INPUT FOR THIS TASK:
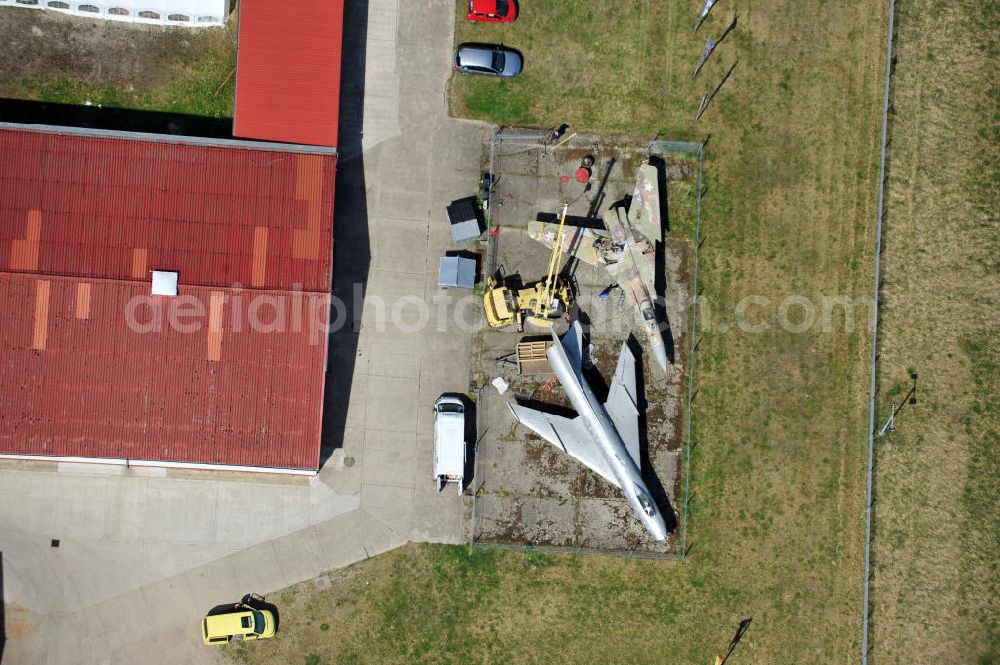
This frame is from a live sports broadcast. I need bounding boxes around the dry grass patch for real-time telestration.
[873,0,1000,665]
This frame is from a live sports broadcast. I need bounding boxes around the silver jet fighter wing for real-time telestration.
[507,403,619,487]
[604,342,639,465]
[509,322,667,541]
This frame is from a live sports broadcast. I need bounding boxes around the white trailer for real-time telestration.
[434,395,467,494]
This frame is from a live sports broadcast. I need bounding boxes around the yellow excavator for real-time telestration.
[483,205,573,331]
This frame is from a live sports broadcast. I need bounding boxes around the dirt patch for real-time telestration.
[0,7,237,117]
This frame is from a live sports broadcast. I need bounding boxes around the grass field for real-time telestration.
[233,0,886,665]
[872,0,1000,665]
[0,8,236,118]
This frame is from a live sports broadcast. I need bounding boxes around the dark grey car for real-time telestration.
[454,43,524,78]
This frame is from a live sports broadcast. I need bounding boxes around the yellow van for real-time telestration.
[202,603,275,644]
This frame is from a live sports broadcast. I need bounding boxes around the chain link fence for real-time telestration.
[861,0,896,665]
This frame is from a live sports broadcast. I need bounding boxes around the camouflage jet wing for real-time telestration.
[528,221,608,266]
[604,207,656,304]
[628,163,663,242]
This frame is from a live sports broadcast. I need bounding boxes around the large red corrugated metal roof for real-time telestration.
[0,129,335,469]
[233,0,344,147]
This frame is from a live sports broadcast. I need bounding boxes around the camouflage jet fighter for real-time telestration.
[528,163,667,372]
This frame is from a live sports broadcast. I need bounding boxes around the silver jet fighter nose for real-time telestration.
[653,344,667,373]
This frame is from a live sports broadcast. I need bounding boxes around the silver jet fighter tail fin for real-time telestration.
[549,321,583,381]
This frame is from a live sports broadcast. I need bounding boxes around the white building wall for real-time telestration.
[0,0,229,28]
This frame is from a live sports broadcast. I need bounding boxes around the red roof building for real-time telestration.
[0,126,335,473]
[233,0,344,147]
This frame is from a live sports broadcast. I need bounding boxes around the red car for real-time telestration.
[468,0,517,23]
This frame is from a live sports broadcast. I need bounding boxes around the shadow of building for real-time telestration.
[320,0,371,467]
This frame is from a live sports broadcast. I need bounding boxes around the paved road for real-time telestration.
[0,0,490,665]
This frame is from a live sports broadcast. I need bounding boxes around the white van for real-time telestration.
[434,395,465,494]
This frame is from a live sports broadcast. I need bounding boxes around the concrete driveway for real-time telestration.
[0,0,491,665]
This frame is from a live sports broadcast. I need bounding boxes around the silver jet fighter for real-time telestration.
[507,322,667,541]
[528,163,667,372]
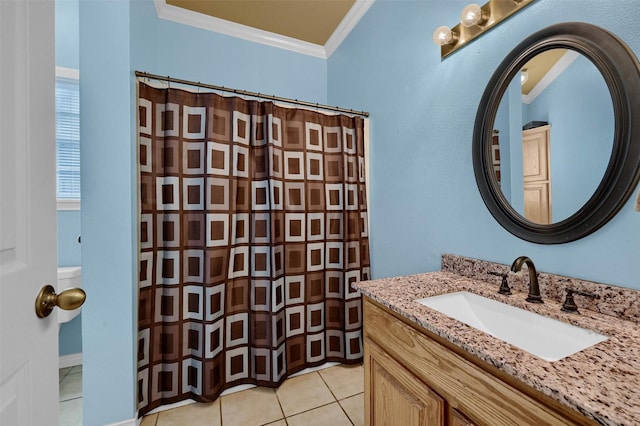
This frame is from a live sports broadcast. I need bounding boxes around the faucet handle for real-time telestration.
[562,288,600,314]
[489,271,511,296]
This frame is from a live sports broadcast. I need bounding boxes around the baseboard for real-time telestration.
[58,353,82,368]
[107,419,140,426]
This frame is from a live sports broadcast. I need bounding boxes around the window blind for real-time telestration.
[56,76,80,200]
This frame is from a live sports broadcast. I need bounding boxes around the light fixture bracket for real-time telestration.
[440,0,535,59]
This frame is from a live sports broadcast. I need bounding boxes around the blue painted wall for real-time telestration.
[328,0,640,289]
[80,0,327,426]
[55,0,82,355]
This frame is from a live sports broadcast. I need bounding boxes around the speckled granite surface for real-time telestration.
[354,255,640,425]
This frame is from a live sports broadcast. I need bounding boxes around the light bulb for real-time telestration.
[460,3,485,27]
[433,25,455,46]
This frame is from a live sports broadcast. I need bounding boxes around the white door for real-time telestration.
[0,0,58,426]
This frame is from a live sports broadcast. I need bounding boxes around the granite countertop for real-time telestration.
[354,271,640,425]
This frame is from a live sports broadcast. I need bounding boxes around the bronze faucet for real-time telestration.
[511,256,543,303]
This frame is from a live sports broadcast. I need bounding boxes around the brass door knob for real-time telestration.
[36,285,87,318]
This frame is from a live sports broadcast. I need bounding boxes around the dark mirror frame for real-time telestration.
[473,22,640,244]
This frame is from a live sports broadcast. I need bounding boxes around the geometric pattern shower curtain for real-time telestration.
[138,83,370,415]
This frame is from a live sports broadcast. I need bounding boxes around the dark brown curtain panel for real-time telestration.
[138,83,369,415]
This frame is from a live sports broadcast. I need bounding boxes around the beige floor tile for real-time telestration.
[156,399,221,426]
[287,402,351,426]
[140,413,158,426]
[276,372,335,417]
[220,387,284,426]
[318,365,364,400]
[338,393,364,426]
[60,372,82,401]
[59,398,82,426]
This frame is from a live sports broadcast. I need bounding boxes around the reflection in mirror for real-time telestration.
[493,48,615,224]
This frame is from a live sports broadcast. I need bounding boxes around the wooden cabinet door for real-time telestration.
[365,341,445,426]
[449,407,476,426]
[524,182,551,225]
[522,125,551,225]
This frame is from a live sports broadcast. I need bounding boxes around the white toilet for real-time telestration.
[56,266,82,324]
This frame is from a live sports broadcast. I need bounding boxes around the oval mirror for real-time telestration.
[473,23,640,244]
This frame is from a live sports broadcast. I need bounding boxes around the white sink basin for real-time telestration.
[416,291,608,361]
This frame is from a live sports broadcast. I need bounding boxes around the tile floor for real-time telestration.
[59,365,82,426]
[140,365,364,426]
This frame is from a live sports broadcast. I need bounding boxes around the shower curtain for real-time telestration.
[137,82,369,415]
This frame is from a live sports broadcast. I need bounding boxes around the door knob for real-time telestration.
[36,285,87,318]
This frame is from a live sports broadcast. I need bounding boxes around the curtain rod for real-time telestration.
[136,71,369,117]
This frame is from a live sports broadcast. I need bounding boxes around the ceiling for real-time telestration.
[166,0,355,46]
[522,49,567,94]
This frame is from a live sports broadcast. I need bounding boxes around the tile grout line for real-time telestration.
[273,379,289,426]
[318,372,357,426]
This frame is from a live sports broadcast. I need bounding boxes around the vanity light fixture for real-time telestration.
[460,3,487,27]
[433,0,535,59]
[433,25,458,46]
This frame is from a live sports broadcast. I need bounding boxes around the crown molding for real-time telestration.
[522,49,580,104]
[56,65,80,80]
[324,0,375,58]
[153,0,375,59]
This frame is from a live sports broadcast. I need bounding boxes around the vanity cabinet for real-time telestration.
[364,297,596,426]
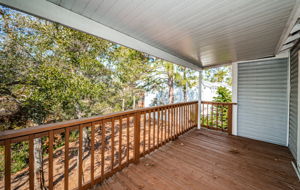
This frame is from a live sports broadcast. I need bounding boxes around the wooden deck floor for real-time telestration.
[96,129,300,190]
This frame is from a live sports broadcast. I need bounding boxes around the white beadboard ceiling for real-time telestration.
[50,0,296,67]
[0,0,297,68]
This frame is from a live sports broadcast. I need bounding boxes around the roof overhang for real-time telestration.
[0,0,300,70]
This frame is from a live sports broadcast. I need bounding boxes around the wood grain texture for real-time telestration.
[96,129,300,190]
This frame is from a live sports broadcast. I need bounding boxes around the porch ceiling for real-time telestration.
[0,0,297,69]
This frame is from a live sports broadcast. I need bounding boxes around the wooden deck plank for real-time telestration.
[96,129,300,190]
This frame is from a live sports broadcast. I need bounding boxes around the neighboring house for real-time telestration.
[201,80,232,101]
[144,80,232,107]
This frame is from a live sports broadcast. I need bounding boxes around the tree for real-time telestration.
[177,66,198,102]
[145,58,181,104]
[213,86,232,102]
[110,45,151,110]
[203,66,232,86]
[0,7,112,189]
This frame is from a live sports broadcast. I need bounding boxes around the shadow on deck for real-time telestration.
[95,129,300,190]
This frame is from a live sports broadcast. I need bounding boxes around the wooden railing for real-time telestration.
[0,101,198,190]
[201,101,236,134]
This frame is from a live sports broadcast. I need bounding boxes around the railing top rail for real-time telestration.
[201,101,237,105]
[0,101,198,142]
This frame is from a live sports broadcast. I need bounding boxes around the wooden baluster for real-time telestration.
[152,110,156,148]
[178,106,182,135]
[168,107,171,141]
[119,117,123,168]
[206,104,209,128]
[111,119,115,172]
[165,108,168,143]
[90,123,95,186]
[221,104,224,131]
[160,109,164,144]
[184,105,189,131]
[200,103,205,126]
[216,104,219,129]
[187,105,191,129]
[148,111,151,151]
[175,106,179,137]
[156,109,160,147]
[29,135,34,190]
[78,125,83,189]
[126,115,130,163]
[4,139,11,190]
[210,104,214,128]
[48,130,54,190]
[134,112,141,164]
[64,128,70,190]
[171,106,175,140]
[227,104,232,135]
[143,112,147,153]
[101,121,106,177]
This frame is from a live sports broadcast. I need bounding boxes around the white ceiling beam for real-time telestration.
[0,0,202,70]
[280,42,296,51]
[275,0,300,54]
[290,23,300,34]
[284,33,300,44]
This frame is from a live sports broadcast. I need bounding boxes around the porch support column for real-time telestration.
[197,69,202,129]
[231,63,238,135]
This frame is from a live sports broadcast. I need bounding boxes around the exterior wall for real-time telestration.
[237,58,288,146]
[289,40,300,160]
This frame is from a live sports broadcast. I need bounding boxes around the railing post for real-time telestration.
[227,104,232,135]
[134,112,141,164]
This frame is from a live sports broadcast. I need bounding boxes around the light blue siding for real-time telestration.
[238,58,288,145]
[289,43,299,160]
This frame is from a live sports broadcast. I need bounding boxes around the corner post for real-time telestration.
[232,63,238,135]
[134,111,141,164]
[197,69,202,129]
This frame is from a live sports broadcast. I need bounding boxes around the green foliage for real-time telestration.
[203,66,232,86]
[213,86,232,102]
[0,6,197,176]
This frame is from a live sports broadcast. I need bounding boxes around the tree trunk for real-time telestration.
[183,84,187,102]
[132,95,135,109]
[183,69,188,102]
[33,138,46,190]
[122,98,125,111]
[168,77,174,104]
[76,104,90,183]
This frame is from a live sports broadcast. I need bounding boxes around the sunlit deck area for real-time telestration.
[96,128,300,190]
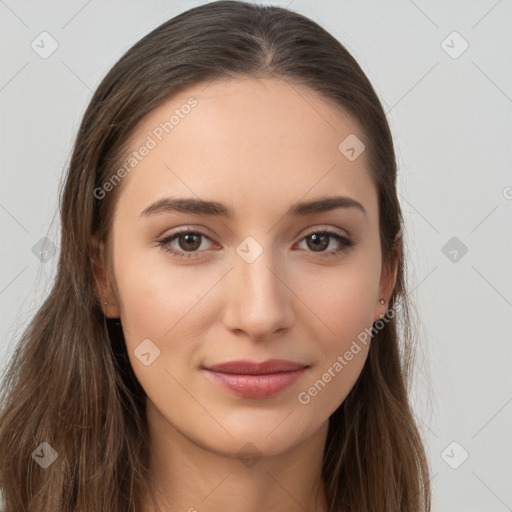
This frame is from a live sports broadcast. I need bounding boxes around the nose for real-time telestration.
[224,243,295,340]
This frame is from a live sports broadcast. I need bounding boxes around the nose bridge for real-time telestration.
[225,236,293,338]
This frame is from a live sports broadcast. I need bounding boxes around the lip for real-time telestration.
[205,359,309,399]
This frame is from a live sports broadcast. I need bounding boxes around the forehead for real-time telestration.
[117,78,377,222]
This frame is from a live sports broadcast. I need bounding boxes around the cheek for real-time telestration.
[294,262,379,344]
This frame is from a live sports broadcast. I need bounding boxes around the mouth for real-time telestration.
[204,359,309,399]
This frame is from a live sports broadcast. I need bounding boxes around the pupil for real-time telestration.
[178,234,201,250]
[310,235,329,249]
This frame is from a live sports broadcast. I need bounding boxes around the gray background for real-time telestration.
[0,0,512,512]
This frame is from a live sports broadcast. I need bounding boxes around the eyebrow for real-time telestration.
[140,196,367,219]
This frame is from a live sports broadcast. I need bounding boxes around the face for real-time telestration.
[94,78,390,456]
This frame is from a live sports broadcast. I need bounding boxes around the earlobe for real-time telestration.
[91,237,120,318]
[373,232,402,322]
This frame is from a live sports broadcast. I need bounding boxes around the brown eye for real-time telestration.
[158,230,211,258]
[177,233,202,251]
[301,229,355,257]
[306,233,331,251]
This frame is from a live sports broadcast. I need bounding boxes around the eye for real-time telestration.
[157,229,211,258]
[294,229,355,258]
[157,229,355,258]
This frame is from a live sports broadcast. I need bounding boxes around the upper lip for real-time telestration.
[206,359,308,375]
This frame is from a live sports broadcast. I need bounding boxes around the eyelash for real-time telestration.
[157,229,355,258]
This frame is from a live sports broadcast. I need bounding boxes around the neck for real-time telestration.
[143,400,328,512]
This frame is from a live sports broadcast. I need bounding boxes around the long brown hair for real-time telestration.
[0,1,430,512]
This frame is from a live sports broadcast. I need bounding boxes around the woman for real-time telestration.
[0,1,430,512]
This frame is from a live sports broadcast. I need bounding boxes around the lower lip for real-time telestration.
[206,368,306,398]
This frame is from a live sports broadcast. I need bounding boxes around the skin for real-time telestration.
[97,78,396,512]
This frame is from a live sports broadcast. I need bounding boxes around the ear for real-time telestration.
[91,237,120,318]
[373,231,402,322]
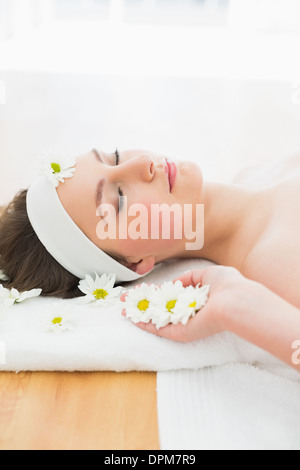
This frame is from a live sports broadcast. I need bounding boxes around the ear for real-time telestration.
[126,256,155,276]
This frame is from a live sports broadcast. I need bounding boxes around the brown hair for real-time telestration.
[0,190,83,299]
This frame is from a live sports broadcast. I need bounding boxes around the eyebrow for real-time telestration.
[92,149,118,219]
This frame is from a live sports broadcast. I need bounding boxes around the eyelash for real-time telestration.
[115,149,124,211]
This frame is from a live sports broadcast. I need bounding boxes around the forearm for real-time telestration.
[223,281,300,372]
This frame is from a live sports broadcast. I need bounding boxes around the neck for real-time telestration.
[172,182,259,268]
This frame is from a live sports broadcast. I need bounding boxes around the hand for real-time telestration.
[121,266,251,342]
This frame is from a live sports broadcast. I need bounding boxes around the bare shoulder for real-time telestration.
[241,228,300,309]
[232,153,300,187]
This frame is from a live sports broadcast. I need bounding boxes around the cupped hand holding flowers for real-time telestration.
[121,266,249,342]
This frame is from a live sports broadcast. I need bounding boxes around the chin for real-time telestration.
[175,161,203,202]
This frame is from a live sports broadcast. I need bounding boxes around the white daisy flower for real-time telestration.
[172,285,210,325]
[43,304,75,334]
[78,273,123,307]
[0,269,8,281]
[0,284,42,306]
[41,151,76,188]
[124,283,158,323]
[151,281,185,329]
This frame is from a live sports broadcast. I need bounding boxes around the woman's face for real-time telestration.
[57,149,202,274]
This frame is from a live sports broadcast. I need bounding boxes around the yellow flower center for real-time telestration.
[138,299,150,312]
[166,300,177,313]
[51,163,61,173]
[93,289,108,300]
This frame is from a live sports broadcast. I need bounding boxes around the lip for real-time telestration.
[165,158,177,192]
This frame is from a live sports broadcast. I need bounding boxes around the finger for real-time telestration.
[173,268,206,287]
[136,322,187,342]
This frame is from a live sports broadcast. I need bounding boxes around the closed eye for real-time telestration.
[115,149,124,211]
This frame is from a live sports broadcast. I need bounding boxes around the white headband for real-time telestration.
[27,176,148,282]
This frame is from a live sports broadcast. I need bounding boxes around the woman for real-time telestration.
[0,150,300,368]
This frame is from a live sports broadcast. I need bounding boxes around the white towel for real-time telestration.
[0,260,288,372]
[157,364,300,450]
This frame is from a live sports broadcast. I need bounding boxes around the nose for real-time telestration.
[112,155,155,183]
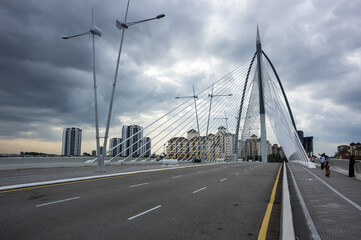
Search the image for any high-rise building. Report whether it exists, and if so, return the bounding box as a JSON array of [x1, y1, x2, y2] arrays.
[[109, 138, 122, 157], [122, 125, 151, 157], [61, 127, 82, 156]]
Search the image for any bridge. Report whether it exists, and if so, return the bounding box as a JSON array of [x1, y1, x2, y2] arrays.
[[0, 29, 361, 239]]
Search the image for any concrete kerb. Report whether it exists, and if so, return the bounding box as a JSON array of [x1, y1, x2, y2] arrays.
[[280, 162, 296, 240], [0, 163, 226, 191], [315, 158, 361, 181]]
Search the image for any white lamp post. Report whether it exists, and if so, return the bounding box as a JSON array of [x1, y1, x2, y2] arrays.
[[62, 10, 102, 169], [98, 0, 165, 171]]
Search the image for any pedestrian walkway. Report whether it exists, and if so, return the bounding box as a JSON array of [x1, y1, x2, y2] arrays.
[[287, 163, 361, 240]]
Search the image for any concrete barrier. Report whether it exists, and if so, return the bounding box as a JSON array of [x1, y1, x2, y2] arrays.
[[280, 162, 296, 240], [315, 158, 361, 181], [162, 159, 179, 165]]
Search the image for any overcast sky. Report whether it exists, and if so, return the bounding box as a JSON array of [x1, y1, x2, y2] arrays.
[[0, 0, 361, 155]]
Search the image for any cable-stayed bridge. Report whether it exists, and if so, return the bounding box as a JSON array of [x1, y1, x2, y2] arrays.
[[0, 28, 361, 239], [100, 28, 314, 167]]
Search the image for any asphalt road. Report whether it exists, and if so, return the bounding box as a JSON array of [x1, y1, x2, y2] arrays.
[[0, 163, 280, 239]]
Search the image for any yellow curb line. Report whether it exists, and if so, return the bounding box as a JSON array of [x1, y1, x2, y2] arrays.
[[258, 164, 282, 240]]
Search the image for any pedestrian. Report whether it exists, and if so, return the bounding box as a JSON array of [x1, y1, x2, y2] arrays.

INSTRUCTIONS FOR THE TASK: Return each line from the entries above that contains the word "hair".

EXERCISE RESULT:
This frame is from a live sports broadcast. I need bounding boxes around the long brown hair for real-time telestration.
This frame is from a live sports broadcast. I need bounding boxes around the brown hair for real-time telestration.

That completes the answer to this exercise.